— start —

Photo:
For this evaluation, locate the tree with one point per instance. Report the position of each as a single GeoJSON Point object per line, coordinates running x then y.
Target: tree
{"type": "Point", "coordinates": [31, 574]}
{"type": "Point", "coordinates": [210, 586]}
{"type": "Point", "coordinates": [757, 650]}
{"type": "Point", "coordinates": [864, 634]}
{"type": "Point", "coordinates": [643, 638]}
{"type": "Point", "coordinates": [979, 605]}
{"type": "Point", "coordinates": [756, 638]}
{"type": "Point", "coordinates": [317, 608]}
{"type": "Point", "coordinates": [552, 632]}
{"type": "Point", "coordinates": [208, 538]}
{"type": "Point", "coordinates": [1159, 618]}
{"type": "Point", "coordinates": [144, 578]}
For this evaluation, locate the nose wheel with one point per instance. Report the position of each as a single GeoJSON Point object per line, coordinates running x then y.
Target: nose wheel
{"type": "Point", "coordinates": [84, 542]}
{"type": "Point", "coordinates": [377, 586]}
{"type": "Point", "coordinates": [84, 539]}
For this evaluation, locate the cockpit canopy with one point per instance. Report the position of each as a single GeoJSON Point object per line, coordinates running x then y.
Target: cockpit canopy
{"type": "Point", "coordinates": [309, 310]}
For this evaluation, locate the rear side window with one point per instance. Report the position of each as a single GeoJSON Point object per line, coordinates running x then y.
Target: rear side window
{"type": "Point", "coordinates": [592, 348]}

— end —

*What the task asks*. Reproduce all of the material above line for line, with no changes to wording, punctuation, or order.

*The result*.
Photo:
For this evaluation, locate the tree with one point per instance. Report the position of each as a single GeoJSON Point object per line, coordinates running x then y.
Target: tree
{"type": "Point", "coordinates": [31, 574]}
{"type": "Point", "coordinates": [210, 586]}
{"type": "Point", "coordinates": [757, 650]}
{"type": "Point", "coordinates": [864, 634]}
{"type": "Point", "coordinates": [643, 638]}
{"type": "Point", "coordinates": [979, 605]}
{"type": "Point", "coordinates": [756, 638]}
{"type": "Point", "coordinates": [317, 608]}
{"type": "Point", "coordinates": [552, 632]}
{"type": "Point", "coordinates": [208, 538]}
{"type": "Point", "coordinates": [1159, 618]}
{"type": "Point", "coordinates": [144, 578]}
For this evaluation, locate the nose wheel with one point per instance. Report the position of each as a single GeoJSON Point object per line, coordinates running x then y.
Target: nose wheel
{"type": "Point", "coordinates": [84, 542]}
{"type": "Point", "coordinates": [377, 586]}
{"type": "Point", "coordinates": [84, 539]}
For this evaluation, locate the cockpit canopy with one point per instance. Report the position of each as a single GeoJSON Point object per line, coordinates running x then y.
Target: cockpit canopy
{"type": "Point", "coordinates": [309, 310]}
For this evaluation, locate the rear side window with one point per instance. Report the position of each as a single GeoJSON Point object per line, coordinates running x then y.
Target: rear side window
{"type": "Point", "coordinates": [592, 348]}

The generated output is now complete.